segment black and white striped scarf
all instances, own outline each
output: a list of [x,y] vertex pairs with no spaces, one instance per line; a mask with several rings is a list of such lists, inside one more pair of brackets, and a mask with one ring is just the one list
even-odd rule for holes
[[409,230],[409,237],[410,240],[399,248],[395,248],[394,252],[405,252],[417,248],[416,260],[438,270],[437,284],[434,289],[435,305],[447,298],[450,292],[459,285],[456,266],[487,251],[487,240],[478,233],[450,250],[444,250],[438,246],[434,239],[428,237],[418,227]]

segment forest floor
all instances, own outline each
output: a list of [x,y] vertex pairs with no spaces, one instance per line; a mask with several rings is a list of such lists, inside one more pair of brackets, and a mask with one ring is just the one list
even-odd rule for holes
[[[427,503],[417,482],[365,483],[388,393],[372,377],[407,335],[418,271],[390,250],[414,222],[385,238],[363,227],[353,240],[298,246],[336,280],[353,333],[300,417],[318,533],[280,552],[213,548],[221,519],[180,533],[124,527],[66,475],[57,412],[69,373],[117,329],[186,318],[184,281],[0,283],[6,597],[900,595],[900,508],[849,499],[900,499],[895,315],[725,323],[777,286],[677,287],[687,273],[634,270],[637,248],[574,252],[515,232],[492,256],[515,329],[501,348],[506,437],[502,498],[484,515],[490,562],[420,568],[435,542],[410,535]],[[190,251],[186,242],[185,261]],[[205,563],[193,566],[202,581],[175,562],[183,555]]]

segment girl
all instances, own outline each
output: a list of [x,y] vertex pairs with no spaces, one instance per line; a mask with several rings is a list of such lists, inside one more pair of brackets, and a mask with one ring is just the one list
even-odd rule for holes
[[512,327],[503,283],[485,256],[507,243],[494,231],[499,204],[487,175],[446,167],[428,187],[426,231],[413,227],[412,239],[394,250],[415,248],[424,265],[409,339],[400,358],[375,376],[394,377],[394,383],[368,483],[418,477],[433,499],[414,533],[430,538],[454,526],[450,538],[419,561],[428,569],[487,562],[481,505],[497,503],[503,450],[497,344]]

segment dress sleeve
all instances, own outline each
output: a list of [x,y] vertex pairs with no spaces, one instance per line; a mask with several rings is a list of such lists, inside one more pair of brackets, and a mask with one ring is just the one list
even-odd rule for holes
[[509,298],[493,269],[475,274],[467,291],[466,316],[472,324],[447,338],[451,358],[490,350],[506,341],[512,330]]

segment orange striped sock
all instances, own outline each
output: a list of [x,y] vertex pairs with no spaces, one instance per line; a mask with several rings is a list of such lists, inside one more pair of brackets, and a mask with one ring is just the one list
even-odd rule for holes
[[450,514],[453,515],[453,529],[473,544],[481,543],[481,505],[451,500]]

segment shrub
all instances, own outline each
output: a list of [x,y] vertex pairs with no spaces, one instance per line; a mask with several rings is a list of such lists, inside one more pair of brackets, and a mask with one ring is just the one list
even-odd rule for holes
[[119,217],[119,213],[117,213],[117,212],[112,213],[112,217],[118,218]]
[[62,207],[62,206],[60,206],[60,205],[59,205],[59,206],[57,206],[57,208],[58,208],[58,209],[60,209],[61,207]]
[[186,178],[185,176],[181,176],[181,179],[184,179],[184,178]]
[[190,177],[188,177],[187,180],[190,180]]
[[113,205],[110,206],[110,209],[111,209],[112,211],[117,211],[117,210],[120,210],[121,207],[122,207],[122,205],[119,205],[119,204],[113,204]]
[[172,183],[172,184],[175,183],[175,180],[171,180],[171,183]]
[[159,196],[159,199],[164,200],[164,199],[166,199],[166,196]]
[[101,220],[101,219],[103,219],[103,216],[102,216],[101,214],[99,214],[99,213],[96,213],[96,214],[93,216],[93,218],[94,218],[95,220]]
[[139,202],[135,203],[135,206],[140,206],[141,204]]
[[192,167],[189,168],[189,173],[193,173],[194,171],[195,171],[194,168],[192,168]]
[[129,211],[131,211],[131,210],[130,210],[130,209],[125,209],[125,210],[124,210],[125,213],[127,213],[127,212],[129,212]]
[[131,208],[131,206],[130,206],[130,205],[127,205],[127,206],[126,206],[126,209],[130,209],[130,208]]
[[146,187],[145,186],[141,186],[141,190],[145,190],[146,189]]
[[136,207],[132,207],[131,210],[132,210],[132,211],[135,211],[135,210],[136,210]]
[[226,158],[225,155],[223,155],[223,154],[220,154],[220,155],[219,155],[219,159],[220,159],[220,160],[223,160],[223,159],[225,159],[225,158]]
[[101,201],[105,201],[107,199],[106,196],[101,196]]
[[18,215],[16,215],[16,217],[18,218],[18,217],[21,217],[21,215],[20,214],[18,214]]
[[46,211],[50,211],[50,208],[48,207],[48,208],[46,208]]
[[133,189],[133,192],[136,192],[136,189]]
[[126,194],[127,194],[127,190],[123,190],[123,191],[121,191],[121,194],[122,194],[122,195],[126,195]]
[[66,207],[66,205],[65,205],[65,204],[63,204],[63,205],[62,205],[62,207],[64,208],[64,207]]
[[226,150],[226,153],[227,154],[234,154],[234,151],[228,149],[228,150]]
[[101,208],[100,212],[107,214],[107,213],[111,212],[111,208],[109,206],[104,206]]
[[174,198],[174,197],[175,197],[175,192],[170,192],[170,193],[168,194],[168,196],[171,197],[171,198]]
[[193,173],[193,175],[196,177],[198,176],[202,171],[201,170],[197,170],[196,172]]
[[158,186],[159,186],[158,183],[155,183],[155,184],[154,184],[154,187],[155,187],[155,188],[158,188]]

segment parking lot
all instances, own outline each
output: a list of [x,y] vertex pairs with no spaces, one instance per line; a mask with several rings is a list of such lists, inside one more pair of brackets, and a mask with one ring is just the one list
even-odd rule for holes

....

■ What is being asked:
Wherever the word "striped" turns up in a line of the listing, that line counts; report the total as a lone number.

■ Solution below:
2